## start RECORDS FOR PROCESSING

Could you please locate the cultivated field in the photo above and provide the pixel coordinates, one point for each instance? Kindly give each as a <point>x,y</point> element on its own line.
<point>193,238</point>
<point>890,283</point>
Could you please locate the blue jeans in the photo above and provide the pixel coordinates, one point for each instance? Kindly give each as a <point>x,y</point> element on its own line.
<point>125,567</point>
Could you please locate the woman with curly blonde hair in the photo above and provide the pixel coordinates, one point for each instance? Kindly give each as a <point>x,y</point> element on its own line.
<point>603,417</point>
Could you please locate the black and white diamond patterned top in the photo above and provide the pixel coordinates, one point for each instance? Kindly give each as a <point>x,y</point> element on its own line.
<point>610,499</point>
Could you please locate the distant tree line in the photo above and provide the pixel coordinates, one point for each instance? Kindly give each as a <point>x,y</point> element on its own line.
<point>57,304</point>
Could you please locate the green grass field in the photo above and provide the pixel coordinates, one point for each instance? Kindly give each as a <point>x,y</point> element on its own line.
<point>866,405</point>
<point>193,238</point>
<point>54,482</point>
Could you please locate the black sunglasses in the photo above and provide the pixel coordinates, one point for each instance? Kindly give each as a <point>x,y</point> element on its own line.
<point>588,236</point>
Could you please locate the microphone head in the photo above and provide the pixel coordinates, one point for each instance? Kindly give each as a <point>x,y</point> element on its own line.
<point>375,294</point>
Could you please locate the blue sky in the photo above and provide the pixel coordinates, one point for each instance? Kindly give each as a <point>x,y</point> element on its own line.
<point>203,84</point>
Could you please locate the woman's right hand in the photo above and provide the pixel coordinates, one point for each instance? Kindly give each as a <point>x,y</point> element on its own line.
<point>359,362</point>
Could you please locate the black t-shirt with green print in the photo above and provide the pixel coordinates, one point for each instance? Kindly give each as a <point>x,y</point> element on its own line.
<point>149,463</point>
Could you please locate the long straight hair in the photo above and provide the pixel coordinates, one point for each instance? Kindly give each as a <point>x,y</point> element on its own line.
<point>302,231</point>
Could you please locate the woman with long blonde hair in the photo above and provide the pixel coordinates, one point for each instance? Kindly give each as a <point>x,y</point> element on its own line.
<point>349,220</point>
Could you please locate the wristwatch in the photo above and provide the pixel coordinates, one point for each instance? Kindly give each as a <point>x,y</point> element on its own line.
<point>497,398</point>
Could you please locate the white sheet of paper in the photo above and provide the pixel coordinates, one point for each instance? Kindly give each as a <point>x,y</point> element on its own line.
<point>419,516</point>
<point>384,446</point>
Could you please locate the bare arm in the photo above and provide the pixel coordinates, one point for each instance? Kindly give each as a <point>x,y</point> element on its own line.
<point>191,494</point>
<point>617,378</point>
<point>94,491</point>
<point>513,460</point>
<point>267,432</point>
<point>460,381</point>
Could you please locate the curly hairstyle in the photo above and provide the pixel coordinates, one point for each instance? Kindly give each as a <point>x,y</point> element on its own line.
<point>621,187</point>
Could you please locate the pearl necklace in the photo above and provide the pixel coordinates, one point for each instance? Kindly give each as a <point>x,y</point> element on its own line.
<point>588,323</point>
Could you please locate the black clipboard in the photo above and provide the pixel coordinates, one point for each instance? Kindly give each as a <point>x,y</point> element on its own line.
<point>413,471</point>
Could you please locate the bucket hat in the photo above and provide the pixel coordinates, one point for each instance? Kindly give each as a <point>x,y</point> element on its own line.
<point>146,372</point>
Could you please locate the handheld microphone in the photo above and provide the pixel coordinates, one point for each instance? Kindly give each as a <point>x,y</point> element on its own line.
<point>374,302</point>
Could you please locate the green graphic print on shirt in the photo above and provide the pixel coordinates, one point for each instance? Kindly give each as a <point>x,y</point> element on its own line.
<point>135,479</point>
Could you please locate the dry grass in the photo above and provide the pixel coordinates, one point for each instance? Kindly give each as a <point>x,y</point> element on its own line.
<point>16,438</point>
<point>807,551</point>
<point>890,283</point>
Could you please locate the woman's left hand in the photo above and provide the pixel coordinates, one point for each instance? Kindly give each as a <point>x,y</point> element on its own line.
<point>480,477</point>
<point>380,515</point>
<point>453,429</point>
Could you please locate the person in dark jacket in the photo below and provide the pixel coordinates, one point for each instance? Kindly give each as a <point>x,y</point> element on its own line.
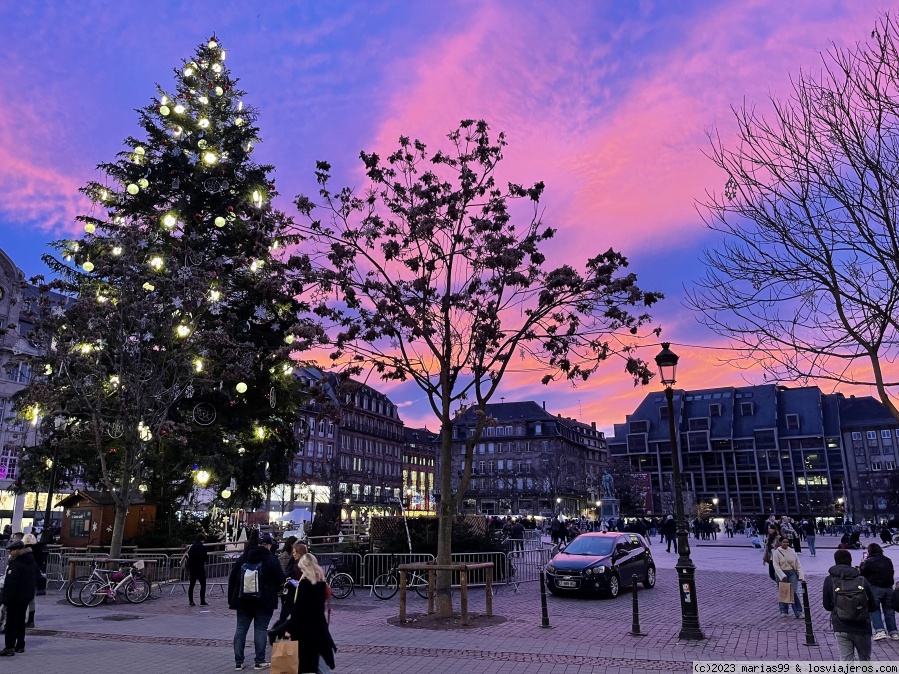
<point>254,609</point>
<point>669,532</point>
<point>308,623</point>
<point>878,569</point>
<point>852,637</point>
<point>19,588</point>
<point>197,556</point>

## end RECORDS FOR PROCESSING

_PROBLEM REQUIREMENTS_.
Return the lines of the listing above verbatim, beginning at the line that contains "Could you please locate the black t-shirt" and stopping after the line that contains "<point>384,446</point>".

_EXERCISE OUTPUT_.
Could you please locate the black t-shirt with green print in the photo above and provide the pixel coordinates, one point for each instance? Kindly give each as a <point>x,y</point> element on its own line.
<point>149,463</point>
Could you please locate the long straight hair in the photo above and provide the pixel coordinates, one point for each instance? Kindly give each as a <point>x,y</point> element on its own line.
<point>302,231</point>
Could you please locate the woman with long blonde hair in the photo above and provide the pixel coordinates, one point for each instance? Kindly give each as a <point>x,y</point> element on its own line.
<point>349,220</point>
Could you please locate the wristwatch in the photo above and provide the pixel coordinates, one point for each instance? Kindly give each as a <point>x,y</point> element on its own line.
<point>497,398</point>
Could you please locate the white sheet of paper in the photo above and provide the pixel coordinates, one point for each instance? Kindly give each as a <point>x,y</point> element on its own line.
<point>419,516</point>
<point>384,446</point>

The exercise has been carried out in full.